Copy all of the material exactly. Pictures are not to appear in the copy.

# # #

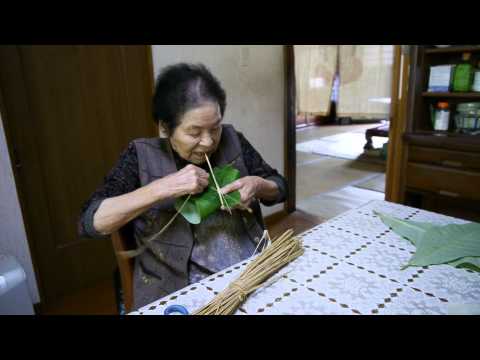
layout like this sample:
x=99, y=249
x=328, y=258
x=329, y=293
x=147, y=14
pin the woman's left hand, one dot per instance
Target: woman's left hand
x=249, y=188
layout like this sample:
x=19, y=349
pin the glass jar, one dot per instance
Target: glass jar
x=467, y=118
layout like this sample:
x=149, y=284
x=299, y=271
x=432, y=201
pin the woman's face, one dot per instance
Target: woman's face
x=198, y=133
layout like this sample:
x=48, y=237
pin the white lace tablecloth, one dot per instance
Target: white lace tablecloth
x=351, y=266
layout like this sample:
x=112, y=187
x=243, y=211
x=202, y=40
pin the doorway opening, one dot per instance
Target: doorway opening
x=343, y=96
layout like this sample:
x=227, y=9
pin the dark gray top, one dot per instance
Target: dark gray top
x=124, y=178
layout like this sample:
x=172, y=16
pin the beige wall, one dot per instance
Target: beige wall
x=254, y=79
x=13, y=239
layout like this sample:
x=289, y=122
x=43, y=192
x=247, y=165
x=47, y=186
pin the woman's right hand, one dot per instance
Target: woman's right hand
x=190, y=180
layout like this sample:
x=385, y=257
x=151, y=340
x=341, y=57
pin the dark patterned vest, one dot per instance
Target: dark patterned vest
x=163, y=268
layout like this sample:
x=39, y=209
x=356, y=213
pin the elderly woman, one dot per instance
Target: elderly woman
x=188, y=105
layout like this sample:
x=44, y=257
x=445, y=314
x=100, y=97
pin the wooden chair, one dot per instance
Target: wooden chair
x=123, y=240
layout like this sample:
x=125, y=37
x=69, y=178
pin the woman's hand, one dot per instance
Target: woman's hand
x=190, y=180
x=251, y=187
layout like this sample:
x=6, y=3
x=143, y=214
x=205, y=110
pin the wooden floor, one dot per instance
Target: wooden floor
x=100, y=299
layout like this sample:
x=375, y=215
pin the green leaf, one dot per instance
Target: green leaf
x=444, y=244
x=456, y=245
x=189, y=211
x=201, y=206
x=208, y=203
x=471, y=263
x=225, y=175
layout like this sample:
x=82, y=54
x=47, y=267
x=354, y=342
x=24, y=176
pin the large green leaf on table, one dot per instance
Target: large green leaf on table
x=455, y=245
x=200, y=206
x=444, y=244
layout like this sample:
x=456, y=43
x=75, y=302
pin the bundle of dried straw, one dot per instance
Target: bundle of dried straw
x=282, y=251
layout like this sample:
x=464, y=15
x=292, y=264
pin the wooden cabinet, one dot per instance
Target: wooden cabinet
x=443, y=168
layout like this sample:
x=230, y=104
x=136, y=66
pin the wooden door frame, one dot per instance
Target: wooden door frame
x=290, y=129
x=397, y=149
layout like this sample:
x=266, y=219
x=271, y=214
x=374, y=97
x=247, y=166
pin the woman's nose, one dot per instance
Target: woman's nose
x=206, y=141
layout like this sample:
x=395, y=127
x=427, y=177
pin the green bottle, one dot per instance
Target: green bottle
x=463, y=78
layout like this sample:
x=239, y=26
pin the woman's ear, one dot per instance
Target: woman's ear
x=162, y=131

# # #

Solution for this task:
layout like this sample:
x=99, y=249
x=328, y=258
x=329, y=293
x=147, y=14
pin the woman's left hand, one dot per instance
Target: woman's left hand
x=249, y=188
layout like this sample:
x=19, y=349
pin the glass jar, one dot per instance
Target: glass jar
x=467, y=118
layout like this sample:
x=149, y=284
x=299, y=271
x=432, y=201
pin the woman's face, one dot per instance
Target: woman's face
x=198, y=133
layout like this sample:
x=48, y=237
pin the white lace tablecloth, one dot per instance
Target: white lace tablecloth
x=351, y=266
layout like this sample:
x=112, y=187
x=243, y=211
x=202, y=40
pin the doorway opening, one dot per instance
Target: doorway opening
x=343, y=96
layout like this sample:
x=227, y=9
pin the dark gray top, one dot per instance
Target: dark gray top
x=124, y=178
layout like this sample:
x=172, y=16
pin the beige wall, one dot per instance
Target: beige wall
x=254, y=79
x=13, y=239
layout like this sample:
x=289, y=122
x=43, y=192
x=247, y=165
x=47, y=186
pin the woman's right hand, one dot per instance
Target: woman's right hand
x=190, y=180
layout like this sample:
x=385, y=257
x=151, y=340
x=341, y=57
pin the dark patterned vest, one dot per instance
Target: dark patterned vest
x=163, y=268
layout like this sample:
x=39, y=209
x=356, y=213
pin the elderly woman, one dot per instance
Target: elderly woman
x=188, y=105
layout like this sample:
x=44, y=257
x=445, y=314
x=100, y=97
pin the wooden chair, one dot per instance
Target: wooden chair
x=123, y=240
layout like this sample:
x=125, y=37
x=69, y=178
pin the woman's hand, one dot per instance
Target: woman's hand
x=190, y=180
x=251, y=187
layout like this sample:
x=6, y=3
x=143, y=214
x=205, y=110
pin the wooden floor, one dot per instance
Target: wooden floor
x=100, y=299
layout like this sample:
x=375, y=215
pin the green leaf, one dot per instance
Target: green leaf
x=444, y=244
x=456, y=245
x=189, y=211
x=201, y=206
x=208, y=203
x=471, y=263
x=225, y=175
layout like this sample:
x=82, y=54
x=47, y=267
x=354, y=342
x=24, y=176
pin the large green leaf on table, one dot per instance
Target: large green leaf on table
x=455, y=245
x=200, y=206
x=444, y=244
layout like this sample:
x=456, y=43
x=75, y=302
pin the bundle of dried straw, one dot per instance
Target: bundle of dried straw
x=282, y=251
layout like this sample:
x=464, y=15
x=292, y=264
pin the wooden cabinet, one dot per instance
Target: wooden cabinet
x=443, y=168
layout like this sample:
x=230, y=104
x=136, y=66
pin the wooden door frame, one dot per instance
Target: wooden door frame
x=290, y=129
x=397, y=149
layout like this sample:
x=266, y=219
x=271, y=214
x=374, y=97
x=247, y=166
pin the woman's nose, one dot per instance
Target: woman's nose
x=206, y=141
layout like this sample:
x=395, y=127
x=427, y=177
pin the green bottle, one dot per instance
Target: green bottle
x=463, y=78
layout like this sample:
x=239, y=26
pin the woman's ear, one dot per instance
Target: woman's ear
x=162, y=131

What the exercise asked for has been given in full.